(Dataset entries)
──────

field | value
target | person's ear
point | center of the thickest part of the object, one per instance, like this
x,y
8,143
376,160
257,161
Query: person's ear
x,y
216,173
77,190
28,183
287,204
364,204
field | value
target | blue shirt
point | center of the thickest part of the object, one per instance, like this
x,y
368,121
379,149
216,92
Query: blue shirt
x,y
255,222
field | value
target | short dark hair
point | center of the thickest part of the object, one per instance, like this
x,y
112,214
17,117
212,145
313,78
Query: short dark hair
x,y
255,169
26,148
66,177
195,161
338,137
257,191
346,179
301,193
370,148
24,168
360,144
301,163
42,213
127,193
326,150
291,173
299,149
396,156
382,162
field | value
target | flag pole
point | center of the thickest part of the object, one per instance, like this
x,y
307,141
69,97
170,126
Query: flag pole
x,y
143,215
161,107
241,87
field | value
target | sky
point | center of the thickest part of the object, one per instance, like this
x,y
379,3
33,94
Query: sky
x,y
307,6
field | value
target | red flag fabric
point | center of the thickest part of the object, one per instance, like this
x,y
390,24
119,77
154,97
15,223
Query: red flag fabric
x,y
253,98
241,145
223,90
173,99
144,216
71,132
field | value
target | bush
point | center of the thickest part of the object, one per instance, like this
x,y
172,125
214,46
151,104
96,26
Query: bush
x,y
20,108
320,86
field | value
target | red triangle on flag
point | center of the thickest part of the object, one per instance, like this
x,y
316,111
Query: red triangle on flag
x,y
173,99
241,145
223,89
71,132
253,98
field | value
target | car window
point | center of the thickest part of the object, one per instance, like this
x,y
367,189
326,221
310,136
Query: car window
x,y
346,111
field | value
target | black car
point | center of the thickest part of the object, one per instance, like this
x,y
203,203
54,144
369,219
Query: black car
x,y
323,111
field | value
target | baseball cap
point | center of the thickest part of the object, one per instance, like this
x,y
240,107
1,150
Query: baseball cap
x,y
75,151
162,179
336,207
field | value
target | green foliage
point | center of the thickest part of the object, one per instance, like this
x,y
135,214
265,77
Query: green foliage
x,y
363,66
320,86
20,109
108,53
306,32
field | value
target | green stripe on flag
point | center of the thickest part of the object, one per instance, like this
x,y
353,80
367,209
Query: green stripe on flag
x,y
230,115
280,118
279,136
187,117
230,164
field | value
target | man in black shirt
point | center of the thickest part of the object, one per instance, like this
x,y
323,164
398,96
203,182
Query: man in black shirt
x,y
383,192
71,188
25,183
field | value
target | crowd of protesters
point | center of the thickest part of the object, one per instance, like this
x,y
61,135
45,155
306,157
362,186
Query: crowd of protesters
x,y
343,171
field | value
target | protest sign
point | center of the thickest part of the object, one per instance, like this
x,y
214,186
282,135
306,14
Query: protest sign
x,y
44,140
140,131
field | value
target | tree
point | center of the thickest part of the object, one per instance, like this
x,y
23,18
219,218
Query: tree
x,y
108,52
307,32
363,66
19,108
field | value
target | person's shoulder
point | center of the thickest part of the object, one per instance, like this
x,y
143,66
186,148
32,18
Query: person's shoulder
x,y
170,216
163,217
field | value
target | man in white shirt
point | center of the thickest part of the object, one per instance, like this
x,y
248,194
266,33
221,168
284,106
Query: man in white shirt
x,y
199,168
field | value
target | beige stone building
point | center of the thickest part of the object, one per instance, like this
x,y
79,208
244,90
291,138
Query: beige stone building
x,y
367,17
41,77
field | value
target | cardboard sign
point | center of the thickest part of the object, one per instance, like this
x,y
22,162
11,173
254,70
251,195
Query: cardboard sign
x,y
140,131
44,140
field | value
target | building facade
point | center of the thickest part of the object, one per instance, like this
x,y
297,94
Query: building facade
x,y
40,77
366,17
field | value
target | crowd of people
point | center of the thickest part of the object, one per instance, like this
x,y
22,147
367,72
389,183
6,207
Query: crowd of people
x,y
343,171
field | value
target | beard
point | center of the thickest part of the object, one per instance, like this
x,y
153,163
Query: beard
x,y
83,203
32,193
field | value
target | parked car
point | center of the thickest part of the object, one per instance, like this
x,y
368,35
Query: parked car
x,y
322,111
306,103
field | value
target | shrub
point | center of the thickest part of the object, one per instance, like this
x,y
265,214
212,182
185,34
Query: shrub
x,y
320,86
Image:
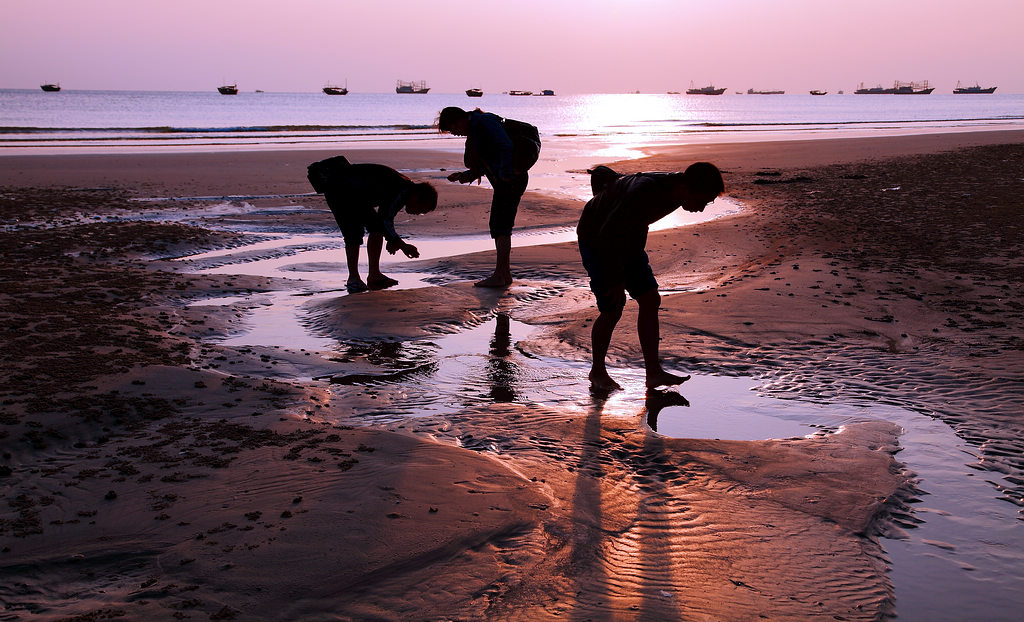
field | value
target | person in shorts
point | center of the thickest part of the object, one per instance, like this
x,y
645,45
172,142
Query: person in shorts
x,y
365,199
612,235
503,151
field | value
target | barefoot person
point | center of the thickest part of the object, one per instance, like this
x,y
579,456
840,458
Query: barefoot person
x,y
352,193
612,235
502,150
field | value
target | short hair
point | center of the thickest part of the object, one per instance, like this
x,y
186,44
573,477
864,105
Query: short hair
x,y
449,117
705,177
425,195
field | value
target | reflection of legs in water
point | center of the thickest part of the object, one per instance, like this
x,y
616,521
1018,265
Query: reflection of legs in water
x,y
658,400
501,372
375,278
354,283
649,332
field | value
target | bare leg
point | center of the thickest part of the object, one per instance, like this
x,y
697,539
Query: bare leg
x,y
354,283
600,336
648,330
375,278
503,264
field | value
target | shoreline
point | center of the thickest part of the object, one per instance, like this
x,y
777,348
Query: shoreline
x,y
226,472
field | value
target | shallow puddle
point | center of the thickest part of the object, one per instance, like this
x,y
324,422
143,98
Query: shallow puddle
x,y
964,555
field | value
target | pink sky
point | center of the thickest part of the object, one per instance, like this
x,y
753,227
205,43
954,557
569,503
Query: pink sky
x,y
566,45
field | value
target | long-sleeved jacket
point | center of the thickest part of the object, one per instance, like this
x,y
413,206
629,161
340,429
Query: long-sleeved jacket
x,y
359,189
489,151
614,223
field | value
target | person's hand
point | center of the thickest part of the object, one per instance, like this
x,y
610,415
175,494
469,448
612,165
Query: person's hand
x,y
462,177
616,294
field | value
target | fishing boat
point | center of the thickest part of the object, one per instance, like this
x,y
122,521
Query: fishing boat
x,y
705,90
976,89
875,90
331,89
912,88
416,88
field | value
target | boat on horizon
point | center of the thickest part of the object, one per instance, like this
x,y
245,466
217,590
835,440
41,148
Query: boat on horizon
x,y
416,88
875,90
912,88
705,90
967,90
898,88
332,89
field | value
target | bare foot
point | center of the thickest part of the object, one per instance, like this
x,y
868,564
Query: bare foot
x,y
380,282
495,281
602,382
664,378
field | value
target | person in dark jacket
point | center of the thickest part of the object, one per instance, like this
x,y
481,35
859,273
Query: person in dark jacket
x,y
366,198
503,151
612,234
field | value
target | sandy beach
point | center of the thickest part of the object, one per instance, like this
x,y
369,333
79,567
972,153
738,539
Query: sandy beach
x,y
150,470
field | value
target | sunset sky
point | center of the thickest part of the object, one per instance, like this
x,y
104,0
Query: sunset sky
x,y
570,46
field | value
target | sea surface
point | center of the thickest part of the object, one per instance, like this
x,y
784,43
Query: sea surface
x,y
34,121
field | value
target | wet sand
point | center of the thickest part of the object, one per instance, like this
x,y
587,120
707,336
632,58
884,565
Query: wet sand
x,y
151,472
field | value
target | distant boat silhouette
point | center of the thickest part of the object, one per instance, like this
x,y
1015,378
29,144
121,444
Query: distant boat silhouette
x,y
705,90
912,88
967,90
336,90
418,88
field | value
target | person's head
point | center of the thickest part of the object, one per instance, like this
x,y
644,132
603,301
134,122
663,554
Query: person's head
x,y
454,120
700,183
422,199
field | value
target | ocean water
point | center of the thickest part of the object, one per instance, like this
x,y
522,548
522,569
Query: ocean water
x,y
32,121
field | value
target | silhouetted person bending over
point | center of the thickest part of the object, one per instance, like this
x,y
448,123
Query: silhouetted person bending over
x,y
503,151
612,233
366,198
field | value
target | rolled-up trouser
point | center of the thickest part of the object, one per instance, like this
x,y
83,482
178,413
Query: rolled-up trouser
x,y
505,203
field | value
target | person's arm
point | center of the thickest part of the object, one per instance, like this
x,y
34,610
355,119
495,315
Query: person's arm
x,y
388,211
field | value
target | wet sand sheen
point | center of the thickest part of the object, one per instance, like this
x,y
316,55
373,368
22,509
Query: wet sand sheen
x,y
528,509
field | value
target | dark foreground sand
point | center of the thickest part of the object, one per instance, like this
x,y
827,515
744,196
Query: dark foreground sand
x,y
147,473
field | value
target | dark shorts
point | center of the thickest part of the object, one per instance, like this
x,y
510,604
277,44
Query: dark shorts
x,y
505,204
350,221
636,267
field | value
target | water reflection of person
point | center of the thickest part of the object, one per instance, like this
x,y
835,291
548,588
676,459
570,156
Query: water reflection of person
x,y
658,401
502,373
502,150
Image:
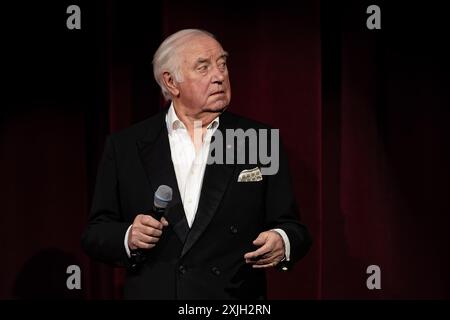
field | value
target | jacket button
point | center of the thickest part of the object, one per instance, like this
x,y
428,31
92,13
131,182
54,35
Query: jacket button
x,y
216,271
182,269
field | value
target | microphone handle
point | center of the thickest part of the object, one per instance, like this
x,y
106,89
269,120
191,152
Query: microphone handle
x,y
139,255
157,213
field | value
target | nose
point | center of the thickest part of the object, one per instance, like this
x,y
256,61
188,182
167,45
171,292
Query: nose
x,y
218,75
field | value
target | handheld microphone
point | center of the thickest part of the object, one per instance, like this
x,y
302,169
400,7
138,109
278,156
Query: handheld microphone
x,y
161,200
163,196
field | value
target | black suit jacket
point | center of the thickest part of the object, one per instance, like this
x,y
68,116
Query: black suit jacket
x,y
206,261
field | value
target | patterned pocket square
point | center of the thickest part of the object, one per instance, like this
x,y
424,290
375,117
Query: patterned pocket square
x,y
250,175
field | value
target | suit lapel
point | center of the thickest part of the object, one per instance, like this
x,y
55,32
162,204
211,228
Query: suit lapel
x,y
215,182
154,151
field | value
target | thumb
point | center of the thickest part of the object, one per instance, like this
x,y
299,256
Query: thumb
x,y
261,239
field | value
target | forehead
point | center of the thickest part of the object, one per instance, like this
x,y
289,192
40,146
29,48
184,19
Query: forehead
x,y
201,47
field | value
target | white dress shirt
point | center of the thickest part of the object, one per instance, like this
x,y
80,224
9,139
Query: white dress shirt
x,y
189,163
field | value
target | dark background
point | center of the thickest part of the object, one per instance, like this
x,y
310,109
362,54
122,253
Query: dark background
x,y
363,113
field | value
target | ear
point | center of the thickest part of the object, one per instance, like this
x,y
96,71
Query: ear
x,y
171,84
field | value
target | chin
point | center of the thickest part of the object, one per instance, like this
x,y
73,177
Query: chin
x,y
217,107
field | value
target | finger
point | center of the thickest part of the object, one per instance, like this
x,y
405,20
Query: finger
x,y
147,239
261,239
142,245
269,265
164,222
149,231
268,260
151,222
255,254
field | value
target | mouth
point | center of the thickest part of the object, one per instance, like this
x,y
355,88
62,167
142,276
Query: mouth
x,y
217,93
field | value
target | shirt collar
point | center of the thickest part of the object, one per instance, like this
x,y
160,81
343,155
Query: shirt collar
x,y
174,123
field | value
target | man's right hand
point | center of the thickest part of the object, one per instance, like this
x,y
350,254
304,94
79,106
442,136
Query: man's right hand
x,y
145,232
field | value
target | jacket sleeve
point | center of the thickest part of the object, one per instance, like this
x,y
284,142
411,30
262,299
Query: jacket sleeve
x,y
103,238
282,210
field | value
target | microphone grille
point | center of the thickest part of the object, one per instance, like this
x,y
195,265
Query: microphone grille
x,y
163,196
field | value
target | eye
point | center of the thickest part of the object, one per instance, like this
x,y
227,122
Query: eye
x,y
222,65
202,68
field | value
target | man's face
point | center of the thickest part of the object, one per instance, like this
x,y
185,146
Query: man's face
x,y
205,86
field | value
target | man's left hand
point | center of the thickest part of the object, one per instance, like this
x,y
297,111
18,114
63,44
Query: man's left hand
x,y
270,251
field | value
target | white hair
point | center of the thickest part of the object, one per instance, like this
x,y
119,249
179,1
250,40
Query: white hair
x,y
166,58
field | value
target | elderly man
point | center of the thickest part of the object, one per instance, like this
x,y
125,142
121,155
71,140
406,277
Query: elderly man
x,y
226,222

──────

Among the entries above, find the line with "target | short dark hair" and the line with "target | red triangle on flag"; give again exactly these two lines and all lines between them.

target | short dark hair
point | center of the thickest part of the object, one per instance, like this
x,y
112,214
17,117
212,145
313,78
Query: short dark hair
x,y
255,169
26,148
66,177
195,161
338,137
257,191
346,179
301,193
370,148
24,168
360,144
301,163
42,213
127,193
326,150
291,173
299,149
396,156
382,162
field | value
target | flag pole
point | center of the thickest part of the object, one per instance, like this
x,y
307,141
69,97
170,126
Query: flag pole
x,y
143,215
161,107
241,87
field | value
target | sky
point | center of the thickest part of the object, one per instance, like this
x,y
379,3
33,94
Query: sky
x,y
307,6
field | value
target | red flag fabric
point | center of the thickest part of the object, one per instance, like this
x,y
390,24
119,77
154,97
15,223
Query: red flag fabric
x,y
253,98
241,145
223,90
173,99
144,216
71,132
field | value
target | bush
point | center of the thickest part of the object, one per instance, like this
x,y
172,125
214,46
151,104
96,26
Query: bush
x,y
20,108
320,86
field | value
target | red triangle on flag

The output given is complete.